| To-do list |
A. Reproduce the accounting policies note, beginning at the words "The Company’s products" and stopping after "eliminated in consolidation.", and swap in "photonic components" for "optical components".
B. Pick out and copy every line of the listing that contains the string "wing", matching case exactly.

=== Text section ===

Annual report pursuant to Section 13 and 15(d)

Note 1 - Summary of Significant Accounting Policies

v3.22.2.2
Note 1 - Summary of Significant Accounting Policies
12 Months Ended
Sep. 30, 2022
Notes to Financial Statements  
Significant Accounting Policies [Text Block]

NOTE 1 SUMMARY OF SIGNIFICANT ACCOUNTING POLICIES

 

Description of Business: Clearfield, Inc. and subsidiaries (the “Company”) manufactures a broad range of standard and custom passive connectivity products to customers throughout the United States and internationally and since the July 26, 2022 acquisition of Nestor Cables Ltd, manufactures fiber optic and copper telecommunication cables and equipment through its Finnish subsidiaries. Refer to Note 11 for further information regarding the acquisition of Nestor Cables.

 

We are engaged in global operations.  Our operations currently comprise of two reportable segments: the Clearfield Operating Segment, (referred to herein as “Clearfield”) and, since July 26, 2022, the Nestor Cables Operating Segment (referred to herein as “Nestor Cables” or “Nestor”). Prior to July 26, 2022, we were considered to be in a single reporting segment and operating unit structure.

 

The Company’s products include fiber distribution systems, optical components, Outside Plant (“OSP”) cabinets, and fiber and copper cable assemblies that serve the communication service provider, including Fiber-to-the-Premises (“FTTP”), large enterprise, and original equipment manufacturer (“OEM”) markets.

 

Principles of Consolidation The consolidated financial statements include the accounts of Clearfield, Inc. and its wholly-owned subsidiaries .All significant intercompany accounts and transactions have been eliminated in consolidation.

 

Revenue Recognition: Our revenue is comprised of the sale of our products to customers and is recognized when the Company satisfies its performance obligations under the contract. A performance obligation is a promise in a contract to transfer a distinct product or service to a customer. The majority of our contracts have a single performance obligation and are short term in nature. We recognize revenue by transferring the promised products to the customer, with substantially all revenue recognized at the point in time when the customer obtains control of the products. Shipping and handling costs charged to our customers are included in net sales, while the corresponding shipping expenses are included in cost of sales. Sales, value add, and other taxes collected from customers and remitted to governmental authorities are accounted for on a net (excluded from revenue) basis.

 

Cash and Cash Equivalents: The Company considers all highly liquid investments with original maturities of three months or less to be cash equivalents.  Cash equivalents as of September 30, 2022, and 2021 consist entirely of short-term money market accounts. 

 

The Company maintains cash balances at multiple financial institutions, and at times, such balances exceed insured limits.  The Company has not experienced any losses in such accounts and believes it is not exposed to any significant credit risk on cash and cash equivalents.

=== Data extract ===

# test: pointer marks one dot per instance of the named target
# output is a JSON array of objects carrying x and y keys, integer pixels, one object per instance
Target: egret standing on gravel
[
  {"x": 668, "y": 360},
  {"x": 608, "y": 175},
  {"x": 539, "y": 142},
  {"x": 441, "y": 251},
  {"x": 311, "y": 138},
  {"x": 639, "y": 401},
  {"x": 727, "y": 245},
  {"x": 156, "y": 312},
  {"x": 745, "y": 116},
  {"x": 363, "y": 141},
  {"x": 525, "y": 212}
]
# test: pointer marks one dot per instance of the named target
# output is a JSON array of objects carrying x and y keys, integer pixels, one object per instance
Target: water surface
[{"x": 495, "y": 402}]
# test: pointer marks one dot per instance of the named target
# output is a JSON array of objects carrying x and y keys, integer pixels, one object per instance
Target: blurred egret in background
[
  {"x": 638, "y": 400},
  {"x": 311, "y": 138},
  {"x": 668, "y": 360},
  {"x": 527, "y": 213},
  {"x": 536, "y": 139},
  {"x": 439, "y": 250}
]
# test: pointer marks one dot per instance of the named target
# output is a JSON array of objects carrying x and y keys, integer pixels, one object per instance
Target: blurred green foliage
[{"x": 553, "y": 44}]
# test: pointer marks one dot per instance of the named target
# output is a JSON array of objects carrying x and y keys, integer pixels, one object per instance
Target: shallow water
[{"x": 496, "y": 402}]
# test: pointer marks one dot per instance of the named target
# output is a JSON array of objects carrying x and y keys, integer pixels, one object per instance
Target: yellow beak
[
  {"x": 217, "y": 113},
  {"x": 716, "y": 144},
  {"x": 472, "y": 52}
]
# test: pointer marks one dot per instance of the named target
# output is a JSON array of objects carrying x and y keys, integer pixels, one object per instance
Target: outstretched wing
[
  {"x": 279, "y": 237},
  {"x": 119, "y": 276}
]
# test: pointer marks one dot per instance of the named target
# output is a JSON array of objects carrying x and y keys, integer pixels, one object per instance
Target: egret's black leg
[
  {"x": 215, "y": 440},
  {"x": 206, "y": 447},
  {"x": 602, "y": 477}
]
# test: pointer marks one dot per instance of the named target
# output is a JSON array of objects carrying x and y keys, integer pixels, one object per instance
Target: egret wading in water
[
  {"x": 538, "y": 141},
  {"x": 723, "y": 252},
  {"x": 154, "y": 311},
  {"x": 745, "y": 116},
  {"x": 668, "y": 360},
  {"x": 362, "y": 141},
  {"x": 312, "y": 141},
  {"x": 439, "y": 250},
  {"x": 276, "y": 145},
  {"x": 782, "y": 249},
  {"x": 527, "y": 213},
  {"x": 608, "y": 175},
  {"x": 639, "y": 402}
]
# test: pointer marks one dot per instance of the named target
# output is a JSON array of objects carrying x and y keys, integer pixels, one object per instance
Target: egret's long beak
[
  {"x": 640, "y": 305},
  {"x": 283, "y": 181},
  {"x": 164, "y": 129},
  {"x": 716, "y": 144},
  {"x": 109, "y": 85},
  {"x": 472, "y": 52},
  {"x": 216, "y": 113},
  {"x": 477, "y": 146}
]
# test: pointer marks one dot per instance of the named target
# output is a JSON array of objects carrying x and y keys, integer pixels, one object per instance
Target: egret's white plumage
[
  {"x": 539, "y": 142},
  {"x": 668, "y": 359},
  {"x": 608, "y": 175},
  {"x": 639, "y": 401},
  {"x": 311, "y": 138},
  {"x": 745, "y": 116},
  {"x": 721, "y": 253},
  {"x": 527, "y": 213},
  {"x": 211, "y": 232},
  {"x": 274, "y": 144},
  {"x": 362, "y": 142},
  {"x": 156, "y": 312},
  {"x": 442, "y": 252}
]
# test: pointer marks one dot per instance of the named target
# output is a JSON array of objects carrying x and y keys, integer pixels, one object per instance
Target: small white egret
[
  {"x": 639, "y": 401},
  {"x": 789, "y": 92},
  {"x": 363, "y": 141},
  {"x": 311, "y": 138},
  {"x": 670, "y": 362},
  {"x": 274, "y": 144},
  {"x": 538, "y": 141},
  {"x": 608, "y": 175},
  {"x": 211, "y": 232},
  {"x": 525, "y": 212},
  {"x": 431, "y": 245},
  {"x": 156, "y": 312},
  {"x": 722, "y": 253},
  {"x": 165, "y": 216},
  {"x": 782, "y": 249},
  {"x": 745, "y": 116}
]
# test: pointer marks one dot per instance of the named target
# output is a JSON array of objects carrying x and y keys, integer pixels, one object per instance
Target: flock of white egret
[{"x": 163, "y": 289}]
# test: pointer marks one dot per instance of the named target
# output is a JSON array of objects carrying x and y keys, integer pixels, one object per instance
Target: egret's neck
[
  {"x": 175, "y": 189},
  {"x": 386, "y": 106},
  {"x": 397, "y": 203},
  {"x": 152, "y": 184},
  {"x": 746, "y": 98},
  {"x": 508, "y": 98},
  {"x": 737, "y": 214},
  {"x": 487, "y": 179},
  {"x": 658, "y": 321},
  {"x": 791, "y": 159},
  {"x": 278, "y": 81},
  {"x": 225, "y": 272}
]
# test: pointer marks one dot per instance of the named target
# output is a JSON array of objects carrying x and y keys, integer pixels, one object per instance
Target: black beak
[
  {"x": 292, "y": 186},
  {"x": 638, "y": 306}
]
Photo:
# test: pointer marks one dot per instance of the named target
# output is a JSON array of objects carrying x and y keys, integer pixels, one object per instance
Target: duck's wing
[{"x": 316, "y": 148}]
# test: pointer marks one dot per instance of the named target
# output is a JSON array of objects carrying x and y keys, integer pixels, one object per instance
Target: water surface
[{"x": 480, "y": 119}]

===

| Answers per task |
A.
The Company’s products include fiber distribution systems, photonic components, Outside Plant (“OSP”) cabinets, and fiber and copper cable assemblies that serve the communication service provider, including Fiber-to-the-Premises (“FTTP”), large enterprise, and original equipment manufacturer (“OEM”) markets.

 

Principles of Consolidation The consolidated financial statements include the accounts of Clearfield, Inc. and its wholly-owned subsidiaries .All significant intercompany accounts and transactions have been eliminated in consolidation.

B.
Target: outstretched wing
Target: duck's wing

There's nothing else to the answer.